Instruções das tarefas:
• 1. Segundo o texto sobre o curatelado e a capacidade de testar, em quais artigos do Código Civil se apresenta a sucessão testamentária?
• 2. Substitua "Estatuto do Deficiente" por "Estatuto da Pessoa com Deficiência" ao reproduzir o texto sobre o curatelado e a capacidade de testar desde "O curatelado e" até "do novel diploma.", inclusive.

Trecho:
O curatelado e a
capacidade de testar
O
novo Estatuto do Deficiente conferiu à antiga teoria das incapacidades grandes
mudanças estruturais e funcionais, com repercussão para os diversos ramos do
Direito Civil. Conforme os arts. 114, 115, 116 e 123 da Lei n. 13.146/2015.
Tanto a Parte Geral como a Parte Especial do Código Civil sofreram modificações
expressas decorrentes do novel diploma.
A
sucessão testamentária, ao lado da sucessão legítima, apresenta-se nos arts.
1.867 e seguintes do Código Civil, e por ela “instituem-se herdeiros ou
legatários, isto é, sucessores a título universal ou particular. Concede a lei
ao testador o direito de chamar à sucessão, na totalidade ou em parte da
alíquota do seu patrimônio [...] que assim regula, em alto unilateral, a
distribuição de seus bens, conforme sua própria vontade [...] opõe-se à
sucessão legítima ou ab intestato,
regida a devolução, nesta modalidade, por disposições legais”.

Registros de dados:

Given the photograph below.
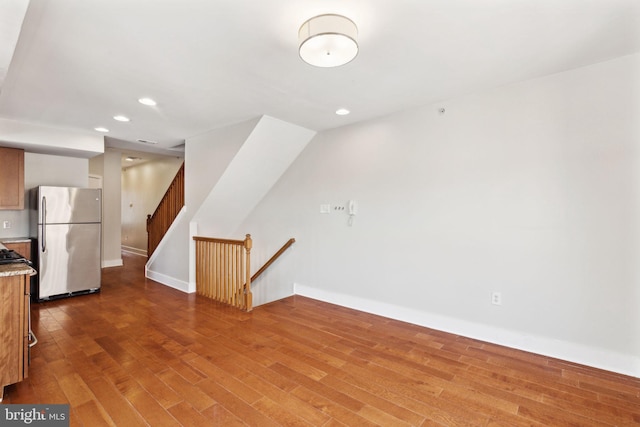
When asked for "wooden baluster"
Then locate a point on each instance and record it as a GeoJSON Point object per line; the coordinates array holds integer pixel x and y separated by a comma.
{"type": "Point", "coordinates": [248, 244]}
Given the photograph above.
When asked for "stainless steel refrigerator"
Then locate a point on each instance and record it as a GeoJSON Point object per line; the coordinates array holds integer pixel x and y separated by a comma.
{"type": "Point", "coordinates": [66, 225]}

Respostas fornecidas:
• 1. Nos arts. 1.867 e seguintes do Código Civil.

• 2.
O curatelado e a
capacidade de testar
O
novo Estatuto da Pessoa com Deficiência conferiu à antiga teoria das incapacidades grandes
mudanças estruturais e funcionais, com repercussão para os diversos ramos do
Direito Civil. Conforme os arts. 114, 115, 116 e 123 da Lei n. 13.146/2015.
Tanto a Parte Geral como a Parte Especial do Código Civil sofreram modificações
expressas decorrentes do novel diploma.